| O que fazer |
[A] No trecho sobre segurança de dados, liste as medidas que Rigoleto enumera na fala que começa com “Trocas de senha periódicas”.
[B] Prossiga com o trecho sobre segurança de dados a partir da última frase apresentada.

Seus dados estão seguros?
Nenhum tipo de sistema é 100% seguro, mas segundo Rigoleto, é possível minimizar os riscos e o impacto de um ataque à operação da empresa. “É como se o hacker jogasse contra as defesas do sistema. Ele vai atacando de diversas formas até encontrar uma brecha. Quando encontra e perfura essa camada de proteção, soa o alerta do desenvolvedor, que faz a correção dessa falha e publica uma atualização do programa”, detalha Rigoleto. “Por isso é importante fazer as atualizações imediatamente. É como tomar a vacina antes que o vírus chegue ao seu servidor. A gestão do ambiente virtual precisa ter informação, planejamento e monitoramento”, enumera.
Cultura de segurança
O especialista detalha as práticas de segurança. “É preciso formar uma cultura de segurança organizacional. Os colaboradores precisam ser informados e treinados sobre os riscos cibernéticos. Se o funcionário não souber diferenciar um e-mail comum de um phishing, é grande a chance de ser transformado em porta de entrada”, compara.
Monitoramento e senhas
A gestão das senhas de acesso ao sistema precisa ser rigorosa. “Trocas de senha periódicas, monitoramento de acessos por dispositivos externos e análise em tempo real do tráfego de dados que possam indicar comportamento suspeito vindo de uma determinada máquina. Esses monitoramentos permitem responder ao ataque com velocidade”, ensina.
Camadas de proteção
Critérios rigorosos na distribuição das credenciais de acesso ajudam a criar camadas de segurança adicionais. “O uso de VPN é uma camada a mais de segurança para o sistema. Para acesso a informações sensíveis é recomendável o uso de mais de uma etapa de verificação”, recomenda.
Backup e redundância
Mas se todos os dispositivos de segurança falharem e a invasão acontecer, recuperar os dados rapidamente é fundamental para evitar prejuízos maiores. Rigoleto recomenda monitorar o backup e manter uma cópia acessível em caso de emergência. “É importante ter o que chamamos de redundância, que é a duplicidade dos dados, mas armazenados em locais diferentes, em nuvem ou mesmo em servidor físico, pois caso os dados principais sejam sequestrados, é possível refazer o sistema rapidamente com a cópia de segurança”.

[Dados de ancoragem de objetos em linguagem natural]
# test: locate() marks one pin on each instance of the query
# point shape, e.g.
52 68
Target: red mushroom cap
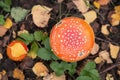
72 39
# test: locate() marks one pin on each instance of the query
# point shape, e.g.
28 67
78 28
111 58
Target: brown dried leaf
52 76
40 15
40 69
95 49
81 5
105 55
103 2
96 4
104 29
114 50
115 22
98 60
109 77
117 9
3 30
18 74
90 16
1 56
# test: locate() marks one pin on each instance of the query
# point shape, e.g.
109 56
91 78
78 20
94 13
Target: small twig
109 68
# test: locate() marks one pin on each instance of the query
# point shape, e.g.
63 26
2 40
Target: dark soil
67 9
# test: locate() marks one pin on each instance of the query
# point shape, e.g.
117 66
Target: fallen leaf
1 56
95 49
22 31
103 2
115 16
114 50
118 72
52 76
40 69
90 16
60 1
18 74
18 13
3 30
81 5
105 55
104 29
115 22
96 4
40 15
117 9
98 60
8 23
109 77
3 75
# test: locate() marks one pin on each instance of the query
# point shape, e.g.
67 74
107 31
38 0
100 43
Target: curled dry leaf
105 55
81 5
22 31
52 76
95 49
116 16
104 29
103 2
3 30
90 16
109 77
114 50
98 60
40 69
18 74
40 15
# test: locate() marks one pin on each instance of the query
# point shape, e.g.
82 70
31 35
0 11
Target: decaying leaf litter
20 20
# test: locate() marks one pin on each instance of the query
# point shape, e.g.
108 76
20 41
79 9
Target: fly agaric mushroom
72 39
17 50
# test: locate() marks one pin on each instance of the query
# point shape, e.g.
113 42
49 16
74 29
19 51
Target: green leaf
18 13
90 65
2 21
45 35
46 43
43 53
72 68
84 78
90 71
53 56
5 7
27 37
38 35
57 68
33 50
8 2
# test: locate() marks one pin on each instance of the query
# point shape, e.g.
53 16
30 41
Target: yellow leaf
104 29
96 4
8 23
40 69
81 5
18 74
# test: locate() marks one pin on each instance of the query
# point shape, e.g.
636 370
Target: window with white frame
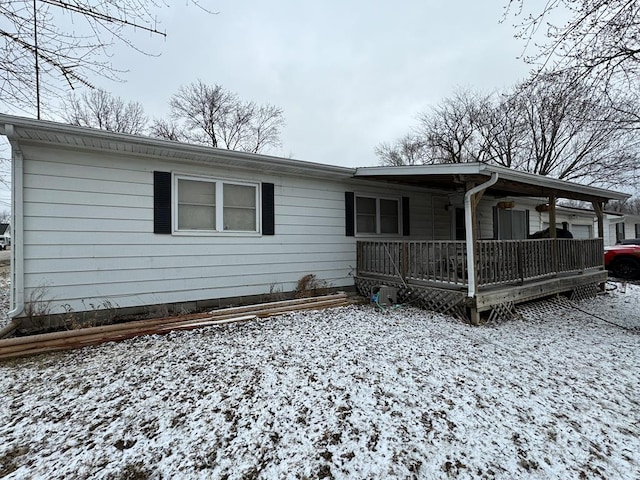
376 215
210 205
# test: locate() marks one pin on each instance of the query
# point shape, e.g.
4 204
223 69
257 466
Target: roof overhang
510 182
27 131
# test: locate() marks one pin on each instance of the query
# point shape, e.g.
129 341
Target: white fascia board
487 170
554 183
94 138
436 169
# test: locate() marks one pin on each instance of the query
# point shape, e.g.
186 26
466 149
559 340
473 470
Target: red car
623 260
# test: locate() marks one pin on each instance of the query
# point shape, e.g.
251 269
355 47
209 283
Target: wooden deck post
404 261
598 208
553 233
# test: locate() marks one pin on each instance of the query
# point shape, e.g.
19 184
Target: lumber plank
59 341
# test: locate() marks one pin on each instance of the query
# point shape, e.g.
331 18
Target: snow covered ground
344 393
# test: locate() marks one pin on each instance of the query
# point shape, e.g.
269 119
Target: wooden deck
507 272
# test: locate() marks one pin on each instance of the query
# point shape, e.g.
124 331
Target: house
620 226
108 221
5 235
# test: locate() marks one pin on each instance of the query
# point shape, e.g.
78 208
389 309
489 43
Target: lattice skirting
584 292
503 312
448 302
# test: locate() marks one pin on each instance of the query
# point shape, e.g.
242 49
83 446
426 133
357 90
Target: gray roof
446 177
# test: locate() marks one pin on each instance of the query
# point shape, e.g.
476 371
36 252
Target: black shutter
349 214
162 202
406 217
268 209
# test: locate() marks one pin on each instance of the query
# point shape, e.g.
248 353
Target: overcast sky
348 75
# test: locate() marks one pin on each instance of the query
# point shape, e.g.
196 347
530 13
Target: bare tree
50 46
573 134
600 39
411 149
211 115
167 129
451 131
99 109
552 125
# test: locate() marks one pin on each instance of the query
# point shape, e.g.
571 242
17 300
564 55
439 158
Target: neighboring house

| Respostas em ordem |
[A]
- Trocas de senha periódicas
- Monitoramento de acessos por dispositivos externos
- Análise em tempo real do tráfego de dados que possam indicar comportamento suspeito vindo de uma determinada máquina

[B]
Companhias que usam programas customizados precisam proteger os códigos-fonte separadamente. “Com esses códigos-fonte é possível refazer o sistema ou recorrer a versões anteriores para reiniciar a operação até que tudo seja normalizado”, explica.
Operar em nuvem é seguro?
Os serviços de armazenamento de dados em nuvem devem atingir US$ 500 bilhões de faturamento até dezembro deste ano, segundo dados do Gartner Group. No Brasil, o serviço deve crescer 20% em 2022. Fernando Rigoleto explica que o armazenamento em nuvem é um caminho sem volta, mas que a gestão do ambiente virtual é tão importante quanto a gestão de um servidor físico funcionando nas dependências da empresa.
Uma das proteções vem do fato de que os grandes players mundiais do setor possuem dezenas de datacenters espalhados pelo mundo, o que permite manter cópias de segurança armazenados em diferentes locais. “Todos os programas que rodam a partir daquela sala gelada dos servidores na sede da empresa também rodam em nuvem. O armazenamento em nuvem é seguro porque os gigantes do setor possuem as mais modernas e atualizadas ferramentas de proteção contra ataques e invasões, mas a melhor barreira contra o cibercrime é uma gestão que dissemine a cultura de segurança entre toda a equipe. Se todo mundo souber onde clica, dificilmente o hacker vai conseguir entrar”, completa.